■ **Action item**: Retype the passage on oak tissue culture research word for word, with no changes.

BEGIN Passage for review

Oak tissue culture research has predominantly focused on a handful of economically important, rather than threatened, species. These include english oak [Quercus robur (Chalupa, 1988; Vieitez et al., 1994), northern red oak [Q. rubra (Vengadesan and Pijut, 2009; Vieitez et al., 1993)], and cork oak [Q. suber (Manzanera and Pardos, 1990; Romano et al., 1992)]. Only three studies were found investigating tissue culture propagation of threatened oak species, conducted by Kramer and Pence (2012) studying maple-leaved oak (Q. acerifolia), arkansas oak, boynton sand post oak, and georgia oak (Q. georgiana); Kartsonas and Papafotiou (2007) studying dwarf trojan oak (Q. euboica); and Tamta et al. (2008) studying brown oak (Q. semecarpifolia).

END Passage for review
BEGIN Material provided

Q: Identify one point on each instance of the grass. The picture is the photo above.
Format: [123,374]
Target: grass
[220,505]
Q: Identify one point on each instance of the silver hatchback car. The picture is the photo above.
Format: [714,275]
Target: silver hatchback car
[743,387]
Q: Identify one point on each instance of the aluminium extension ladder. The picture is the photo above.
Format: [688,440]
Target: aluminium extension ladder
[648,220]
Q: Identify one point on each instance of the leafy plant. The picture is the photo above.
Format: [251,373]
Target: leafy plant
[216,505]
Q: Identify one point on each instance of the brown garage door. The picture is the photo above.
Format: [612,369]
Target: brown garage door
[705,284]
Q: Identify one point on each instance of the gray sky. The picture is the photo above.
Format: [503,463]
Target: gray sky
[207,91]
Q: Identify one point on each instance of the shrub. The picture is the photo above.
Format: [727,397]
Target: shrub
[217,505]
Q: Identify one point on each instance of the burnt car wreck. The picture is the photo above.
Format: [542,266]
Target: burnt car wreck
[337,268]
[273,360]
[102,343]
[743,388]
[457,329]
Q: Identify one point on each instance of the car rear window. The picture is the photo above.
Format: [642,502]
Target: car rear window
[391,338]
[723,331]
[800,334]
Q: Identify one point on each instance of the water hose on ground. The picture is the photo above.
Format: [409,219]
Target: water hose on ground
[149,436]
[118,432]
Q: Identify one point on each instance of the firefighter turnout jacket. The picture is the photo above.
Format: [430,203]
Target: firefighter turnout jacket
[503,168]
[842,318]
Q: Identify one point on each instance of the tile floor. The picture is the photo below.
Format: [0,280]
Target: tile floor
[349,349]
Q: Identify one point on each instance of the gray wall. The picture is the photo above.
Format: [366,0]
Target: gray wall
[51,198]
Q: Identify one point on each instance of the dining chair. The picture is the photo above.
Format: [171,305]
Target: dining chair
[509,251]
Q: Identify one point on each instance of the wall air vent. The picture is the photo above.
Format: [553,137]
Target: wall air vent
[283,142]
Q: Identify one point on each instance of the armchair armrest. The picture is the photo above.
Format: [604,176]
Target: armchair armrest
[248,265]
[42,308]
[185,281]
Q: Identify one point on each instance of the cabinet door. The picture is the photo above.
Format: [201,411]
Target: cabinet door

END Material provided

■ **Exercise solution**:
Oak tissue culture research has predominantly focused on a handful of economically important, rather than threatened, species. These include english oak [Quercus robur (Chalupa, 1988; Vieitez et al., 1994), northern red oak [Q. rubra (Vengadesan and Pijut, 2009; Vieitez et al., 1993)], and cork oak [Q. suber (Manzanera and Pardos, 1990; Romano et al., 1992)]. Only three studies were found investigating tissue culture propagation of threatened oak species, conducted by Kramer and Pence (2012) studying maple-leaved oak (Q. acerifolia), arkansas oak, boynton sand post oak, and georgia oak (Q. georgiana); Kartsonas and Papafotiou (2007) studying dwarf trojan oak (Q. euboica); and Tamta et al. (2008) studying brown oak (Q. semecarpifolia).